So goes the famous Alexander Pope poem: “How happy is the blameless vestal’s lot! The world forgetting, by the world forgot. Eternal sunshine of the spotless mind! Each prayer accepted, and each wish resigned.”
The poem inspired the movie "Eternal Sunshine of the Spotless Mind," which features a futuristic technology that allows individuals to erase their negative or traumatic memories. Now, it turns out, that technology may no longer be fictional. Neuroscientists from the Columbia University Medical Center and McGill University have successfully erased certain memories from sea slug neurons, and the method could be applicable to human brains too, reports Seeker.
Researchers pulled off the feat by manipulating proteins in the brain that are essential to memory formation. Protein kinase M molecules (PKM) have been shown to facilitate the creation and maintenance of memories, and another protein, KIBRA, plays a crucial role in protecting the PKMs. Disruption to either of these proteins can produce partial or complete memory erasure, the researchers found.
Of particular importance is the fact that no damage is done to neurons themselves when these proteins are disrupted. When a memory is erased, the neuronal function simply returns to the state it was in before the memory was created.
“When the activity of this [PKM] molecule is inhibited, the synaptic strength returns to its previous value and the memory is erased,” explained Wayne Sossin, a member of the research team.
The principal application for the technology, if it can be shown to be safe for humans, will be for erasing memories which trigger anxiety or trauma. Individuals suffering from PTSD or abuse could glean benefits from erasing such memories selectively, especially when those memories prompt other unhealthy emotional reactions that impact a person's life in a negative way.

(Referring expression data based on photos)
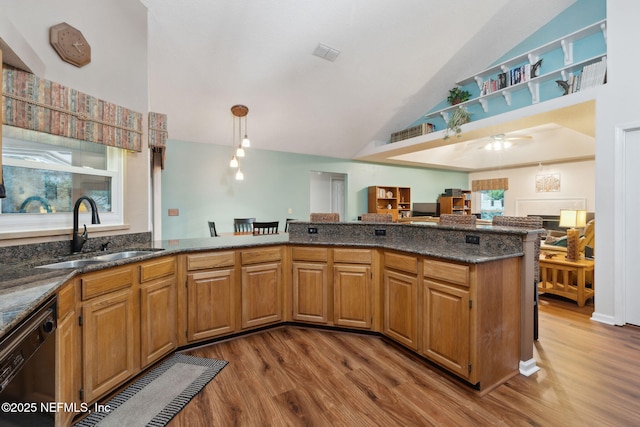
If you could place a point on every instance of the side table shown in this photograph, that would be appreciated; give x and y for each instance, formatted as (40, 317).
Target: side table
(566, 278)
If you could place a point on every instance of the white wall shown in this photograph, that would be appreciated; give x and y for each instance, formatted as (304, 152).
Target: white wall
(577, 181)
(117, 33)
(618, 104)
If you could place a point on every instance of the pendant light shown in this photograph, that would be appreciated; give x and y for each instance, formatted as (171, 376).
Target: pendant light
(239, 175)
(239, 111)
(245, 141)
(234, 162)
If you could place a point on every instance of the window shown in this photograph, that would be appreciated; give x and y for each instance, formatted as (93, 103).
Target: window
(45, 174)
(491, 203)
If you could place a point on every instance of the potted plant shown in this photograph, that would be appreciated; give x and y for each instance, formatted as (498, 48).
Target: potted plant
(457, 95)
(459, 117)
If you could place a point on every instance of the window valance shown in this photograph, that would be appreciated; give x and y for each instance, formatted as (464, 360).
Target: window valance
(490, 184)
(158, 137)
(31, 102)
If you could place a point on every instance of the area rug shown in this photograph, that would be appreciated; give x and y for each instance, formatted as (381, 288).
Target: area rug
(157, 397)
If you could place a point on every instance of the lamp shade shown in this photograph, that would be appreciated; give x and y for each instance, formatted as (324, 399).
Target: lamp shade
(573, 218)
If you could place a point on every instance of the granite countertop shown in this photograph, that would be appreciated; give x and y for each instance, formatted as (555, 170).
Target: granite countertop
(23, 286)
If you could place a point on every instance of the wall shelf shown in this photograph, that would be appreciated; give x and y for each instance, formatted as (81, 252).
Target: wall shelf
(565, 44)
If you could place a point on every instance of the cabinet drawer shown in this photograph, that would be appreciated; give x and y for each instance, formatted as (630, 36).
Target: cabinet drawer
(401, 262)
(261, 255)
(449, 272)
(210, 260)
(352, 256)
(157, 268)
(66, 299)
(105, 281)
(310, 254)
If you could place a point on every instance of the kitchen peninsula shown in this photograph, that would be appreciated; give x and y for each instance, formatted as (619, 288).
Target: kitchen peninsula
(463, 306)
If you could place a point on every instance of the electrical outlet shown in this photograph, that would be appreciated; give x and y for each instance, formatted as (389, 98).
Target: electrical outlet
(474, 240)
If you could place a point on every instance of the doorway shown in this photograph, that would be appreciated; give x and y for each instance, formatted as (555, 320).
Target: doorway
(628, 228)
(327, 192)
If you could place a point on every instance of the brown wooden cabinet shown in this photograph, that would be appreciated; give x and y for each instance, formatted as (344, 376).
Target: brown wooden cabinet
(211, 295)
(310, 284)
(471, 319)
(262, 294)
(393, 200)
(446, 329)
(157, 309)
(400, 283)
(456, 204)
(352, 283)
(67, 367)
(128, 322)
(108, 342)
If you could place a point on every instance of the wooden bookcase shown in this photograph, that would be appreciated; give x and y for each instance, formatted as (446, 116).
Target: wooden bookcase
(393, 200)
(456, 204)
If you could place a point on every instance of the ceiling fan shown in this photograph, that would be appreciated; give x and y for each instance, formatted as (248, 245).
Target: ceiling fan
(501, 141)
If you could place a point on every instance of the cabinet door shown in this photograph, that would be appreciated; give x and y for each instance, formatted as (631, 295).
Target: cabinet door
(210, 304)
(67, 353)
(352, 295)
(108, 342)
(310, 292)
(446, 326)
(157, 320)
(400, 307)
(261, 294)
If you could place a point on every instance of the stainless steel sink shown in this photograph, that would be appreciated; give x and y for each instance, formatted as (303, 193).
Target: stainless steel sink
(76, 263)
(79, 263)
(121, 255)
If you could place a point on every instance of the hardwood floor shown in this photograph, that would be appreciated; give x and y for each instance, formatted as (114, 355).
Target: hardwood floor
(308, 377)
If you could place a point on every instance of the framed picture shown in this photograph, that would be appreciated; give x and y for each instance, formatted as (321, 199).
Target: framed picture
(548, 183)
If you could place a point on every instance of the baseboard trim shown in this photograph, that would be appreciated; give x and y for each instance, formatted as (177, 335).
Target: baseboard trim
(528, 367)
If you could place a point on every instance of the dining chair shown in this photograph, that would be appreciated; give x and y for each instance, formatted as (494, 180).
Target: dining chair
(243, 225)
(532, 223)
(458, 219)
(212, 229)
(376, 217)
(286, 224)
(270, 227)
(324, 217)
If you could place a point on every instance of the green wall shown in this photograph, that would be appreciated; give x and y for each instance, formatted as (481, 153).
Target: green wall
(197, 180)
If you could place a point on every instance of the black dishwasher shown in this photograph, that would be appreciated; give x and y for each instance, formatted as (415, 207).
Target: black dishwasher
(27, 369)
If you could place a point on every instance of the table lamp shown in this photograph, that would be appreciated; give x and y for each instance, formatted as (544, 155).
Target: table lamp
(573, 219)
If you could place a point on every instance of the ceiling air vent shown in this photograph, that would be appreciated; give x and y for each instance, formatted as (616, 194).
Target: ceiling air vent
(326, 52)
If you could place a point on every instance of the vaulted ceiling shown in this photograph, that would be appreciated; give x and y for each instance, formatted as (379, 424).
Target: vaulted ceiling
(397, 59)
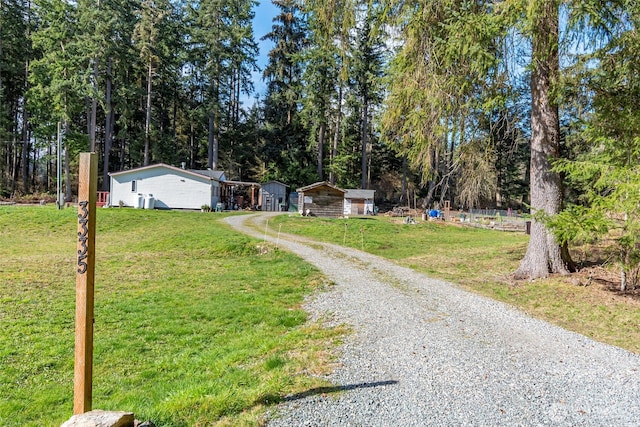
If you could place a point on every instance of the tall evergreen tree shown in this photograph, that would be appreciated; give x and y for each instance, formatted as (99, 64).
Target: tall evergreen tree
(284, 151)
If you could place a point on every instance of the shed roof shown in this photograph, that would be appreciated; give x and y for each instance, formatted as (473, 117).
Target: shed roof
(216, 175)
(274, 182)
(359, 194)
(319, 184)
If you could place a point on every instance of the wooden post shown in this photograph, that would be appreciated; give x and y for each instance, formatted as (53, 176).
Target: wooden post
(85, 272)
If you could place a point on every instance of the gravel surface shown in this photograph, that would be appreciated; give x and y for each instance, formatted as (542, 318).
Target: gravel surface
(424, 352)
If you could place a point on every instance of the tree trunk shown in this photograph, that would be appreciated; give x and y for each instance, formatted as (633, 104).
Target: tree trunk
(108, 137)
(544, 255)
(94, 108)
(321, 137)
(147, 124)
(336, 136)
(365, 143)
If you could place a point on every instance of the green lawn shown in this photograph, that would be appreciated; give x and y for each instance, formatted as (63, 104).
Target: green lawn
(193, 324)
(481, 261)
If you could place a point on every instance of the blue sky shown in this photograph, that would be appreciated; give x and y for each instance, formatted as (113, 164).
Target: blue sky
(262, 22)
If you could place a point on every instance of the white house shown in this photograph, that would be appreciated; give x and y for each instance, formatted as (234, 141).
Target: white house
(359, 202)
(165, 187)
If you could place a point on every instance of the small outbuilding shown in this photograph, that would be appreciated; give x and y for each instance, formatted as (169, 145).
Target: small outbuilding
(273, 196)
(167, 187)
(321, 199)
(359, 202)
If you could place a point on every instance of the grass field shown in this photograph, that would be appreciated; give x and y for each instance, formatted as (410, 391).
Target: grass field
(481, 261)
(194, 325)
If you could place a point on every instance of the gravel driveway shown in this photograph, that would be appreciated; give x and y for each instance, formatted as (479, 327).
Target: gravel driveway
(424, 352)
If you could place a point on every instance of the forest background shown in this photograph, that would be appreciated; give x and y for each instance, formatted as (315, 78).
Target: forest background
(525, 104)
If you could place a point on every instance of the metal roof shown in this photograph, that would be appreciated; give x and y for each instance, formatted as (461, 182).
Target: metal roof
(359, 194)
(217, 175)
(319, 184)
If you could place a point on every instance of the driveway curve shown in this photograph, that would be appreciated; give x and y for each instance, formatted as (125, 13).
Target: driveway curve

— LIST OF TASKS —
(1) Write out the part of the memory-erasure article that starts at "Of particular importance" and ends at "the research team.", word for word.
(2) In the memory-erasure article, restate the paragraph beginning "Researchers pulled off the feat" as a short list, keeping its main facts.
(3) Write the next part of the memory-erasure article, picking up after its final paragraph.
The listing was drawn from a separate source.

— ANSWERS BY ITEM NUMBER —
(1)
Of particular importance is the fact that no damage is done to neurons themselves when these proteins are disrupted. When a memory is erased, the neuronal function simply returns to the state it was in before the memory was created.
“When the activity of this [PKM] molecule is inhibited, the synaptic strength returns to its previous value and the memory is erased,” explained Wayne Sossin, a member of the research team.

(2)
- Researchers achieved the erasure by manipulating brain proteins that are essential to forming memories.
- Protein kinase M (PKM) molecules help create and maintain memories.
- Another protein, KIBRA, protects the PKMs.
- Disrupting either protein can erase memories partly or completely.

(3)
It's not meant to be for people that want help moving on from a broken heart, like in the movie. A broken heart, or a past relationship, is a complicated web of memories that would be extremely difficult to erase selectively. But that doesn't mean a similar application couldn't one day be developed. The technology has a long way to go from sea slug memories to human ones, though.
The question is at least worth asking, at this point: Would you choose to erase your most painful memories, if that was an option?
Of course, there are a number of ethical hurdles that come with making this kind of technology available to humans too. The power to manipulate the recollection of our pasts could be dangerous if wielded by the wrong forces. Our memories are essential to our perception of ourselves; they are a major part of our personal identity. If we change our memories, we might change ourselves, and that could lead us into some scary dystopian territory.
The study was published in the journal Current Biology.